# INSTRUCTIONS TO FOLLOW
Copy the entries below line for line, omitting the pictures.

(Collected data)
--- --- ---
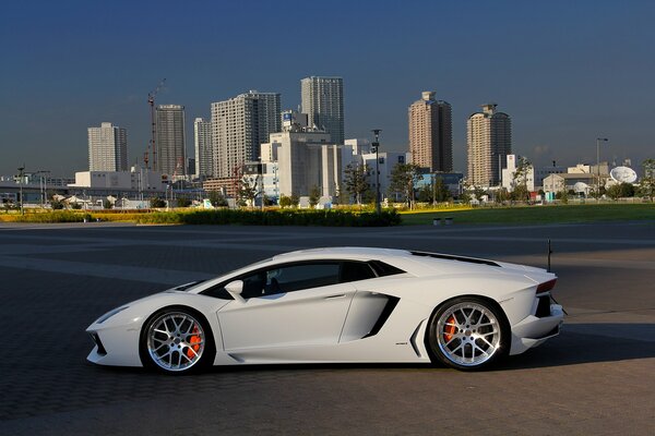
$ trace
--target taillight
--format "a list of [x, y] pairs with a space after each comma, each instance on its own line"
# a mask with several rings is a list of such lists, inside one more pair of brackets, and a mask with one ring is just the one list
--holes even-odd
[[548, 280], [548, 281], [540, 283], [537, 287], [537, 293], [544, 293], [544, 292], [550, 291], [552, 288], [555, 288], [556, 282], [557, 282], [557, 279], [552, 279], [552, 280]]

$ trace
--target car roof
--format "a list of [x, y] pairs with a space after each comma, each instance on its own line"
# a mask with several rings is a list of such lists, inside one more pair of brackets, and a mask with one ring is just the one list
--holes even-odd
[[298, 250], [273, 256], [273, 261], [310, 261], [310, 259], [353, 259], [353, 261], [378, 261], [388, 257], [398, 258], [412, 256], [406, 250], [376, 249], [365, 246], [338, 246]]

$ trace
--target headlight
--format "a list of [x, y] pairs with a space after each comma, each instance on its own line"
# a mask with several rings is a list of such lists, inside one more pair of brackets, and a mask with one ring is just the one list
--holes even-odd
[[111, 310], [111, 311], [107, 312], [105, 315], [100, 316], [96, 320], [96, 323], [97, 324], [103, 324], [104, 322], [106, 322], [107, 319], [109, 319], [110, 317], [112, 317], [114, 315], [116, 315], [117, 313], [122, 312], [122, 311], [124, 311], [128, 307], [130, 307], [130, 306], [122, 306], [122, 307], [117, 307], [115, 310]]

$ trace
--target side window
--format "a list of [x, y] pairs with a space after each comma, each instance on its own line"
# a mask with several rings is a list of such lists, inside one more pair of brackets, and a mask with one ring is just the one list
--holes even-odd
[[285, 293], [301, 289], [338, 283], [340, 264], [296, 264], [266, 270], [264, 294]]
[[364, 262], [344, 262], [342, 265], [341, 282], [367, 280], [376, 278], [376, 272]]
[[394, 276], [396, 274], [405, 272], [401, 268], [396, 268], [395, 266], [385, 264], [381, 261], [371, 261], [369, 262], [369, 265], [376, 270], [378, 277]]

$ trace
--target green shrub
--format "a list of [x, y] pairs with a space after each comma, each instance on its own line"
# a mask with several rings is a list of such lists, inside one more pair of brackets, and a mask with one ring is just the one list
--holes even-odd
[[141, 223], [242, 225], [242, 226], [330, 226], [381, 227], [397, 226], [401, 216], [393, 209], [376, 213], [347, 210], [239, 210], [214, 209], [158, 211], [138, 217]]

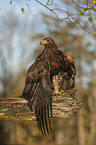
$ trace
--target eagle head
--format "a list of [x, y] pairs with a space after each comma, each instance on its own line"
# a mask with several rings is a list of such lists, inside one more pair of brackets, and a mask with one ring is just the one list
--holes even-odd
[[56, 46], [55, 41], [51, 37], [46, 37], [40, 41], [40, 45], [53, 45]]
--- --- ---
# EXERCISE ANSWER
$ trace
--target taillight
--format "a list of [x, y] pairs with a space after each comma, each instance on its own line"
# a mask with several rings is a list of such lists, inside one more pair of brackets, and a mask with one ring is just the one list
--holes even-odd
[[548, 280], [548, 281], [540, 283], [537, 287], [537, 293], [544, 293], [544, 292], [550, 291], [552, 288], [555, 288], [556, 282], [557, 282], [557, 279], [552, 279], [552, 280]]

$ trace
--target car roof
--format "a list of [x, y] pairs with a space after each comma, each instance on its own line"
# a mask with several rings is a list of such lists, inside one more pair of brackets, and a mask with one ring is just the one list
--holes even-odd
[[298, 250], [273, 256], [273, 261], [310, 261], [310, 259], [353, 259], [353, 261], [378, 261], [388, 257], [398, 258], [412, 256], [406, 250], [376, 249], [365, 246], [338, 246]]

$ trace
--target headlight
--format "a list of [x, y] pairs with a space after each comma, each instance on its own line"
# a mask with several rings is a list of such lists, inside one more pair of brackets, and a mask with one ring is just the one list
--holes even-odd
[[111, 310], [111, 311], [107, 312], [105, 315], [100, 316], [96, 320], [96, 323], [97, 324], [103, 324], [104, 322], [106, 322], [107, 319], [109, 319], [110, 317], [112, 317], [114, 315], [116, 315], [117, 313], [122, 312], [122, 311], [124, 311], [128, 307], [130, 307], [130, 306], [122, 306], [122, 307], [117, 307], [115, 310]]

$ trace
--target side window
--format "a list of [x, y] pairs with a space after each comma, each instance on its own line"
# a mask with several rings is a list of such lists, inside one more pair of brackets, and a mask with one ring is just the one list
--holes even-odd
[[285, 293], [301, 289], [338, 283], [340, 264], [296, 264], [266, 270], [264, 294]]
[[364, 262], [344, 262], [342, 265], [341, 282], [367, 280], [376, 278], [376, 272]]
[[394, 276], [396, 274], [405, 272], [401, 268], [396, 268], [395, 266], [385, 264], [381, 261], [371, 261], [369, 262], [369, 265], [376, 270], [378, 277]]

$ trace
--target green shrub
--format "a list of [x, y] pairs with a space after each comma, each instance on its own line"
# a mask with several rings is a list of such lists, inside one more pair of brackets, and a mask with one ring is just the one list
--holes even-odd
[[141, 223], [242, 225], [242, 226], [330, 226], [381, 227], [397, 226], [401, 216], [393, 209], [376, 213], [347, 210], [239, 210], [214, 209], [158, 211], [138, 217]]

$ trace
--target eagle head
--format "a list of [x, y] pairs with a space after each comma, each instance on its own line"
# a mask with several rings is a list of such lists, inside one more pair of brackets, and a mask with one ring is just the one list
--holes even-odd
[[56, 46], [55, 41], [51, 37], [46, 37], [40, 41], [40, 45], [53, 45]]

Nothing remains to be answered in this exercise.